**SOURCE INFORMATION:**
══════════════════════════════
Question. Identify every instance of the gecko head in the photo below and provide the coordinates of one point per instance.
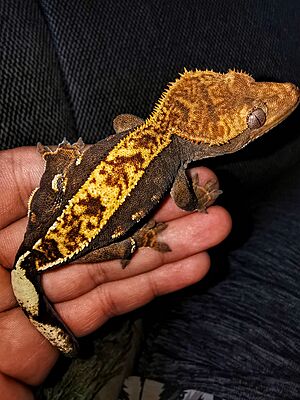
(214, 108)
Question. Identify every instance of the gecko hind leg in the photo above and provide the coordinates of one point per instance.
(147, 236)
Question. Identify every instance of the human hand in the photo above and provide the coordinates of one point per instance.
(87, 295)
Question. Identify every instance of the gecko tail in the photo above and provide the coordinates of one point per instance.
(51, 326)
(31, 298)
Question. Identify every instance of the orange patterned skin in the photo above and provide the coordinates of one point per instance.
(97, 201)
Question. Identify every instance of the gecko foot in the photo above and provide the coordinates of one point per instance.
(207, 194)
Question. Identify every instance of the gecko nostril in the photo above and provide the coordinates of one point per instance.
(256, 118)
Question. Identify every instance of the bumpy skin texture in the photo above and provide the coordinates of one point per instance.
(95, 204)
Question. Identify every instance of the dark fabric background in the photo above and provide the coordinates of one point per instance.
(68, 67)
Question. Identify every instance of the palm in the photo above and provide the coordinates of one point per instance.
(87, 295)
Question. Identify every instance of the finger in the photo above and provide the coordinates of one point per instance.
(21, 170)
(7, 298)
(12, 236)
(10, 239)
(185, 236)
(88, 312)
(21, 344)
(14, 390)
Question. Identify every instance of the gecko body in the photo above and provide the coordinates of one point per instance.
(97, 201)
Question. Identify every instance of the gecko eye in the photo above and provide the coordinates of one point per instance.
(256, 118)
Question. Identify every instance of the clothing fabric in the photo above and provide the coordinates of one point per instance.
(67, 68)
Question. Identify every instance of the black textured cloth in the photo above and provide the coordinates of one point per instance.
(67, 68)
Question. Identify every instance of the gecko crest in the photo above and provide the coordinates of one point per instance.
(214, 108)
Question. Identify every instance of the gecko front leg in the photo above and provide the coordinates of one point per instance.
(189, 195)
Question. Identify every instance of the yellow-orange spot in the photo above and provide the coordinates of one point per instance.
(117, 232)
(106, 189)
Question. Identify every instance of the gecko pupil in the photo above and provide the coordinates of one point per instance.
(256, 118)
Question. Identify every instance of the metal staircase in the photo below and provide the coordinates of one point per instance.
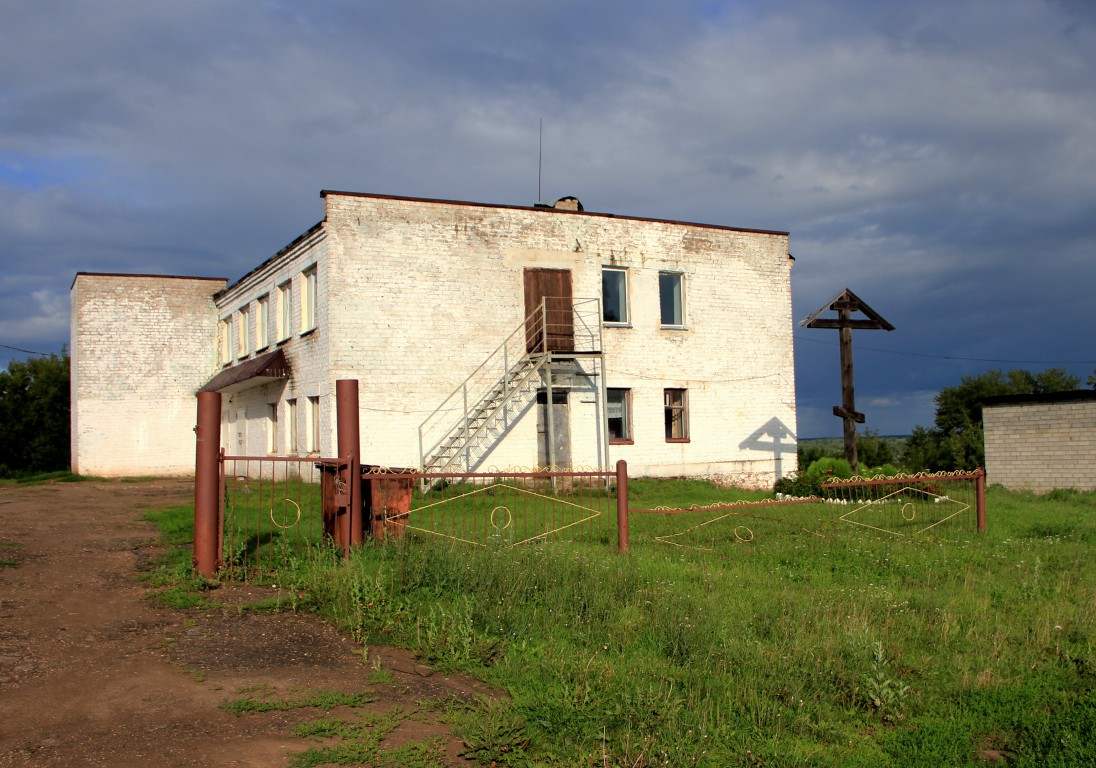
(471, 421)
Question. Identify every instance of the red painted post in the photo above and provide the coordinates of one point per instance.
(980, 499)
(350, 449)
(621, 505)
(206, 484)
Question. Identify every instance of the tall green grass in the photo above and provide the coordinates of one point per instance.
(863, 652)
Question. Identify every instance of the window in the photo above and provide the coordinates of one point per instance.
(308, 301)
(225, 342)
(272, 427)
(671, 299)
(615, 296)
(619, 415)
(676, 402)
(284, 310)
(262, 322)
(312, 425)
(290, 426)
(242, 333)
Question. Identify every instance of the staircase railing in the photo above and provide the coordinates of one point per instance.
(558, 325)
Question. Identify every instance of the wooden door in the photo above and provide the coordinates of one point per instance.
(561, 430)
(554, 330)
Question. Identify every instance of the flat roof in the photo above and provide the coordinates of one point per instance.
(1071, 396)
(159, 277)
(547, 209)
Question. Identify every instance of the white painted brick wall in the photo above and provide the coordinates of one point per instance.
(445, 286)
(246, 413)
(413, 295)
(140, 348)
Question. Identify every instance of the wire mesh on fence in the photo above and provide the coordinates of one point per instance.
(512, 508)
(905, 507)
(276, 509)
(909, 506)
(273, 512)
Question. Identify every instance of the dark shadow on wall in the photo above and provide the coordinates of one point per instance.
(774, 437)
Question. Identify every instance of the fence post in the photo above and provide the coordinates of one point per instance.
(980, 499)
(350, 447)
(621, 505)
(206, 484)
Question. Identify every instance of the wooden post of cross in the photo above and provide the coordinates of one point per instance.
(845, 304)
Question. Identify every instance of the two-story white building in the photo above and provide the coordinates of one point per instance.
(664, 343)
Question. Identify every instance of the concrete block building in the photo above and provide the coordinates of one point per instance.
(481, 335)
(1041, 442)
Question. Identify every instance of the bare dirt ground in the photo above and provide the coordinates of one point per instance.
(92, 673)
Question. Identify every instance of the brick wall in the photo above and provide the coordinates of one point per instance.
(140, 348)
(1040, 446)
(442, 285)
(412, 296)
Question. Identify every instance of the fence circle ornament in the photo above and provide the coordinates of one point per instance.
══════════════════════════════
**WORK INSTRUCTIONS:**
Send back every line above exactly, skipping all pictures.

**OUTPUT:**
Question. Identify every instance of the gecko head in the photo below and provide the coordinates of one point per instance.
(214, 108)
Question. Identify every instance of the gecko hind leg in the photo above and provide the coordinates of one point per instance.
(147, 236)
Question. Identify every instance of the human hand in the photo above and provide the coordinates of one point per instance.
(87, 295)
Question. Identify every instance of the gecko tail in the photo above and provide the coordinates of one point per instance.
(51, 326)
(31, 298)
Question. Identify every instance of the orange patterned skin in the photo above and provide the coordinates of one point per instance.
(97, 201)
Question. Identify every instance of the gecko foot in the photo above and provide the coordinates of one point per instance.
(207, 194)
Question. Identify every instance of the gecko nostril in the photo above and provide the coordinates of one point per instance.
(256, 118)
Question. Identify every instance of the bumpy skin texture in the photo above and provide the coordinates of one point per instance.
(95, 204)
Question. Identify every instance of the dark fabric background in the photo above and provide the coordinates of one point per instance.
(68, 67)
Question. Identify every instance of the palm in the photo above and provide the coordinates of one point per instance.
(87, 295)
Question. Identify every instance of the finger in the photo above and provide the coordinates of one point per instance.
(21, 170)
(7, 298)
(12, 236)
(10, 239)
(185, 236)
(88, 312)
(21, 344)
(14, 390)
Question. Identify every instance of the gecko body in the photo above and provide the coordinates of one point per instance.
(97, 201)
Question. Identify every instance of the gecko eye in the photo above and provide the coordinates of one point per instance.
(256, 118)
Question. Identify every instance of the clothing fabric in the photo above and provide the coordinates of one point per instance.
(67, 68)
Question. Identify every instance of the black textured cloth in the photo above and provide the coordinates of one point per instance.
(67, 68)
Question. Identify every instance of the gecko crest in the photo above and provide the coordinates of one point per instance.
(214, 108)
Question. Identify every instance of the gecko front leg in the photo above and provide the coordinates of one point per instance.
(189, 195)
Question. Identify every instance of the yellow-orange spot in the photo above and provide the coordinates of one point per instance.
(117, 232)
(106, 189)
Question. Identify every instance of the gecko pupil in the photo above and provide the coordinates of one point per instance.
(256, 118)
Question. Identify every instance of the metal staircase in the photo below and provide the coordinates of one point per instance.
(471, 421)
Question. Identify every instance of the red painted post in the photo above and provide the coordinates of one point per instance.
(980, 499)
(350, 449)
(621, 505)
(206, 484)
Question. Identify every instance of the tall green grass in the photo above and provide the coordinates of one point per instance.
(863, 652)
Question. Identify every instance of the window in the photo above and provide the coordinates of one point per instance.
(308, 301)
(225, 342)
(272, 427)
(671, 299)
(615, 296)
(619, 415)
(676, 402)
(284, 310)
(262, 322)
(312, 425)
(290, 426)
(242, 333)
Question. Identify every instance of the staircase railing in the photo above and provide the coordinates of one point per instance.
(558, 325)
Question. Identify every instance of the wooden door in the photo above and provide the coordinates of one point per instance.
(561, 430)
(554, 330)
Question. Identify every instance of the flat roof in the photo above and provide the coordinates of one point per instance.
(1071, 396)
(159, 277)
(547, 209)
Question. Identify every instance of the white painted brick wall in the photo above and provide the coordinates of one point per instance.
(445, 286)
(246, 413)
(413, 295)
(140, 348)
Question. Identify every instance of the wire mesh on fence in the photo above and provide the coordinates of one point per instance.
(512, 508)
(905, 507)
(276, 509)
(909, 506)
(273, 512)
Question. Identify every instance of the dark shadow on wall in the photo above and provide the coordinates of one point per instance.
(774, 437)
Question. Identify every instance of the fence post in the photo above and provide the coordinates of one point per instance.
(980, 499)
(350, 447)
(621, 505)
(206, 484)
Question. Identify every instance of the wooden post of cross in the photo above and provide the coordinates of one point per instance.
(845, 304)
Question. Identify every instance of the two-story white building in the photo above and provide the coordinates of one point per instance.
(664, 343)
Question. Identify every instance of the concrete block building in the photo above and provide the coordinates of one point per instance.
(481, 335)
(1041, 442)
Question. Identify every instance of the bare dirt ground in the photo above and provide the coordinates of one point per instance.
(92, 673)
Question. Identify every instance of the brick wall in the photo above and provide the coordinates of one point per instance.
(140, 348)
(1040, 446)
(442, 285)
(412, 296)
Question. Identify every instance of the fence circle ornament in the photo above and provide the coordinates of one point per instance.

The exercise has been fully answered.